What this exercise asks =
1 – In the article on cloud backup for Linux, write out the passage from "Also, once I" up to and including "jeopardize their integrity?", putting "papers" wherever "documents" appears.
2 – Answer these about the article on cloud backup for Linux:
(a) On what date was it posted?
(b) Where does the writer picture being on a surf trip?
(c) Which file syncing tool did the writer start with?
3 – Carry on the article on cloud backup for Linux from its last sentence.

— START Selected text —

PRIMER: Redundant Data Backup in the Cloud for Linux

June 25, 2014 12 min read Howto marco

Here is my problem: when I travel, I want to have access to my most important documents (like my passport, or my drivers license, or the airline tickets, or a bunch of other things). I want to have access to those documents particularly if I lose my computer and the originals. Imagine I am in Fiji on a surf trip (I wish!) and my everything gets stolen while i conquer Cloudbreak. I come out, have nothing, and have nothing to prove that I once had something.

I could store documents online, of course. But then I have to deal with security issues. What if someone gains access while I am not watching? Can I trust the company that stores them to do so securely? What if the company runs out of business? What if a hacker locks me out of my account, and I have no way to get back access?

Also, once I come up with a system that stores my emergency documents safely and securely, what about non-emergency documents? Can I find a system that stores things securely and safely, but can be updated constantly? Is there a way to have files saved online that doesn’t jeopardize their integrity?

I figured out the way, and now I am replicating my sensitive documents online, trusting my experience and not any company’s promise. And this article is a howto on how you can do so, too.

On the most fundamental level, I started with file synchronization tools like Dropbox. In case you don’t know how that works, you essentially create an account with a company (say, Dropbox). Then you designate a folder to be synchronized. From then on, dropbox (the driver software) will copy all files in that folder to the Dropbox account, and vice versa.

— END Selected text —
— START Records shown —

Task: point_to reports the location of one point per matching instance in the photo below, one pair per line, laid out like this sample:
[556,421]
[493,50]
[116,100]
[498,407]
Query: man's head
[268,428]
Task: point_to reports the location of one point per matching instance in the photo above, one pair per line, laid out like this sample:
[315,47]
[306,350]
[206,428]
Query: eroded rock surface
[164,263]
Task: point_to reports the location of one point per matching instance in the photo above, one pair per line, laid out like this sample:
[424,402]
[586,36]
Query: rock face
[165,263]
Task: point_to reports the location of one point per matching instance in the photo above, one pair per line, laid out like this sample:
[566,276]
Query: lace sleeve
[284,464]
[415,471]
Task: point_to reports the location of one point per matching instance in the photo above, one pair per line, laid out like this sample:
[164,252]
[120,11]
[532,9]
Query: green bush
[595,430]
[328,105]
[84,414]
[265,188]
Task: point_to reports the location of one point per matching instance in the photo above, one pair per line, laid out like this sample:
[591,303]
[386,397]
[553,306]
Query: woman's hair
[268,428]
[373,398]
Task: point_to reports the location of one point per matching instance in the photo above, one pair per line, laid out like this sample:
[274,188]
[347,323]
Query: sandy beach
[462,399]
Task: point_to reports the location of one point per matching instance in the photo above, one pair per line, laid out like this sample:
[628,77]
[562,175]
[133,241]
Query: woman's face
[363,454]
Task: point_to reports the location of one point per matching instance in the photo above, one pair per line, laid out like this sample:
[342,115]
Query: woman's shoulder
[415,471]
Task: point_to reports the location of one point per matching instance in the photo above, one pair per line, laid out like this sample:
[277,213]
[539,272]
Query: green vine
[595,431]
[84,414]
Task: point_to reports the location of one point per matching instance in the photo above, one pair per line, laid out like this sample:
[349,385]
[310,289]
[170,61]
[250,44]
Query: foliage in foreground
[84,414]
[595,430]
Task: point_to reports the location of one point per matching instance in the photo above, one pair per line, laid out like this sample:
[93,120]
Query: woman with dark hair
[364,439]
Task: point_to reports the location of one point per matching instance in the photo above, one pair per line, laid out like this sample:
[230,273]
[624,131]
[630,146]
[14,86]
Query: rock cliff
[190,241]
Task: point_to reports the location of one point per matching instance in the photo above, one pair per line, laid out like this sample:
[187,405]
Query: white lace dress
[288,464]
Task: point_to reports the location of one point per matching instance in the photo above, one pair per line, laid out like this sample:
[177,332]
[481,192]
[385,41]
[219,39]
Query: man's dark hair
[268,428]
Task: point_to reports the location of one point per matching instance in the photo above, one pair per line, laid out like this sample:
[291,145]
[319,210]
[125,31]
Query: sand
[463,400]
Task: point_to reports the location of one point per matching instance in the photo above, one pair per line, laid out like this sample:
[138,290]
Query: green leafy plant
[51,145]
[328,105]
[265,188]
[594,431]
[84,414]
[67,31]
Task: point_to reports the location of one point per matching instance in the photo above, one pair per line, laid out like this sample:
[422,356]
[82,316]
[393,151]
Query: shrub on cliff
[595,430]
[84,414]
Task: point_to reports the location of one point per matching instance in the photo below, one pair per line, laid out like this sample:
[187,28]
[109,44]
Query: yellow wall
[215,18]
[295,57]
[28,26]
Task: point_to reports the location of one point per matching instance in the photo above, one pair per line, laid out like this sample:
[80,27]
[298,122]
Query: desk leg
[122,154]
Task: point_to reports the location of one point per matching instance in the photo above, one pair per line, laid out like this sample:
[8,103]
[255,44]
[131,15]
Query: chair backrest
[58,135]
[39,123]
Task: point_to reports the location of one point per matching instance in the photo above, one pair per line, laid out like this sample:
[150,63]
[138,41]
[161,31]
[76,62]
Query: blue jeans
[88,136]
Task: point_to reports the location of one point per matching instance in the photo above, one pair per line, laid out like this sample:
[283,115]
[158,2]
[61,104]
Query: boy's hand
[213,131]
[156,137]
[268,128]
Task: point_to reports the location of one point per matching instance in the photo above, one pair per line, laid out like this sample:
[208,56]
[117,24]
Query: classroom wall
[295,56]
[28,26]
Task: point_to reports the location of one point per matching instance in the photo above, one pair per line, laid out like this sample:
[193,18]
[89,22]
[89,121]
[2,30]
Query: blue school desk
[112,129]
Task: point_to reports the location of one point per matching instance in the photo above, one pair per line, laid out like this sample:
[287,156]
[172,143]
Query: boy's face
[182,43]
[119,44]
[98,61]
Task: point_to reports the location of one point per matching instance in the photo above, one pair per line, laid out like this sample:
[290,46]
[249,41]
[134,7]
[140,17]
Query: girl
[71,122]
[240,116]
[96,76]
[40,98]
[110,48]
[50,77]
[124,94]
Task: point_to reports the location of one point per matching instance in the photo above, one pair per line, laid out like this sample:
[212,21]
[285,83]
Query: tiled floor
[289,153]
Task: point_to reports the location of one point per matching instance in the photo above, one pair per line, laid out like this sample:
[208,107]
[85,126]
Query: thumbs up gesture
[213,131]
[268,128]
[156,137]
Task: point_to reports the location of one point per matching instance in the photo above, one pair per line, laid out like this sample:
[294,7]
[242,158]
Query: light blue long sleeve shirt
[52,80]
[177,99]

— END Records shown —

Results =
1 –
Also, once I come up with a system that stores my emergency papers safely and securely, what about non-emergency papers? Can I find a system that stores things securely and safely, but can be updated constantly? Is there a way to have files saved online that doesn’t jeopardize their integrity?

2 –
(a) June 25, 2014
(b) Fiji
(c) Dropbox

3 –
Dropbox is very useful for many things: you can copy files from many different computers and keep them all in sync. That’s what I do with my configuration files: they are stored in a dropbox folder and symlinked to the home directory. When I change settings on one computer, that replicates to all my computers. Really nifty. Also, you can keep your picture collection in sync – particularly useful now that Dropbox allow for instant upload of smartphone pictures.

Dropbox, like many other sync tools, makes promises about encryption. Some people have variously argued that Dropbox can’t be serious with their promises. In any case, you wouldn’t want to trust a third party with encryption of your data. Not because they don’t know how to handle it, but because you don’t know how they handle it. You are better off completely ignoring their encryption capability and only syncing (important data) you encrypted yourself.

Each service does its syncing slightly differently. But they all start from the same premise: some location on your file system is marked to be synced, and while you use it at local speed, it is synchronized in the background. This is different from other, remote file systems like NFS or sshfs, where the files are not stored on your local system, ever. They are, instead moved back and forth from your computer/laptop to a server.

This particular setup will not work with remote file systems. Well, that’s a bit overstated: it may work, or not, depending on circumstances. I certainly advocate against it.

Let us first concern ourselves with data safety. In this context, that means that if we have a failure of some sort, we can still get our data back. Usually, by failure we would mean a hard drive failure, or a stolen laptop. In this case, those are included, but we want even more data safety.

Notice how I am talking of safety and not security. Those are radically different: data safety concerns itself with making sure it doesn’t get lost, in part or totally; data security concerns itself with making sure unauthorized parties have no access to it. Think of it like this: data safety is about ensuring your access; data security is about ensuring no access to others.

Synchronization is a first good step in safeguarding your data. The principle here is that your data is stored in two different places. If you lose one copy – to hardware failure or theft – the other is still there. That’s much better than a backup on a local hard drive, because if something happens to your computer (for instance, a fire), it can easily happen to all other equipment nearby. It does you no good to have a daily backup of all your important documents, if it burns down with the originals, right?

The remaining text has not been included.